▶ **Source**

** Start **

Zhang Yijiong (; born 26 October 1955) is a Chinese politician, previously serving from 2012 to 2022 as the executive deputy head of the United Front Work Department of the Chinese Communist Party (minister-level).

Zhang was born in Shanghai. In January 1971, Zhang joined the Chinese Communist Party. He began his political career as the deputy head of the Communist Youth League organization in Qinghai province. He also worked at a potash mine, and was president of the Qinghai Potash Factory. He also served as the head of the economic and trade commission of Qinghai, and party chief of the provincial capital Xining.

In November 2000, Zhang became a member of the provincial Party Standing Committee. In December 2006, he became the deputy party chief of Tibet Autonomous Region. In October 2010 he was made Political and Legal Affairs Commission Secretary of Tibet. In December 2012, he was transferred to become deputy party chief of Jiangxi. In February 2012, he joined the provincial-ministerial ranks, becoming the Chair of the Political Consultative Conference of Jiangxi province.

** End **

▶ **Material**

** Start **

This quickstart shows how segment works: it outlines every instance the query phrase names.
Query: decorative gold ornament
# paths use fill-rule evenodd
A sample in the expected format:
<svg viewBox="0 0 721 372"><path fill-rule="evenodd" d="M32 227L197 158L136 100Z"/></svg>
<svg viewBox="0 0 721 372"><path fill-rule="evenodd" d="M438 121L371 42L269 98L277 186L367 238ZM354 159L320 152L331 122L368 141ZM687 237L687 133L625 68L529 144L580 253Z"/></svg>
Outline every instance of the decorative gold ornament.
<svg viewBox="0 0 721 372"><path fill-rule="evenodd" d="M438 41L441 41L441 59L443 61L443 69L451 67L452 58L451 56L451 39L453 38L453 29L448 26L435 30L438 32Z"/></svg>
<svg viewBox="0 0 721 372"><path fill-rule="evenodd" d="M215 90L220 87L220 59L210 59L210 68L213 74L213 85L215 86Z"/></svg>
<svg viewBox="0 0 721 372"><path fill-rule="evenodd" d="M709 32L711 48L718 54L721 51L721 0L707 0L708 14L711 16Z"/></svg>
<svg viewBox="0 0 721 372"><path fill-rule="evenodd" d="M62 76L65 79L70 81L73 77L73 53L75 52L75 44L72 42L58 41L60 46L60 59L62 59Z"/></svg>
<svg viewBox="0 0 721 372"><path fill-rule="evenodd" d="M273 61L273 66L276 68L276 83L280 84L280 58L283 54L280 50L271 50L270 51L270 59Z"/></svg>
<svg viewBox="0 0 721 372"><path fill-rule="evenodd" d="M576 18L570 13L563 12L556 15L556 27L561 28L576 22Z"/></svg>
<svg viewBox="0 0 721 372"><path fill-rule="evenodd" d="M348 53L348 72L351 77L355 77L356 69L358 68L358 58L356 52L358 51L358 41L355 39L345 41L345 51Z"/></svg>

** End **

▶ **Short problem**
Copy the Zhang Yijiong biography above word for word, in full.

▶ **Solution to this problem**
Zhang Yijiong (; born 26 October 1955) is a Chinese politician, previously serving from 2012 to 2022 as the executive deputy head of the United Front Work Department of the Chinese Communist Party (minister-level).

Zhang was born in Shanghai. In January 1971, Zhang joined the Chinese Communist Party. He began his political career as the deputy head of the Communist Youth League organization in Qinghai province. He also worked at a potash mine, and was president of the Qinghai Potash Factory. He also served as the head of the economic and trade commission of Qinghai, and party chief of the provincial capital Xining.

In November 2000, Zhang became a member of the provincial Party Standing Committee. In December 2006, he became the deputy party chief of Tibet Autonomous Region. In October 2010 he was made Political and Legal Affairs Commission Secretary of Tibet. In December 2012, he was transferred to become deputy party chief of Jiangxi. In February 2012, he joined the provincial-ministerial ranks, becoming the Chair of the Political Consultative Conference of Jiangxi province.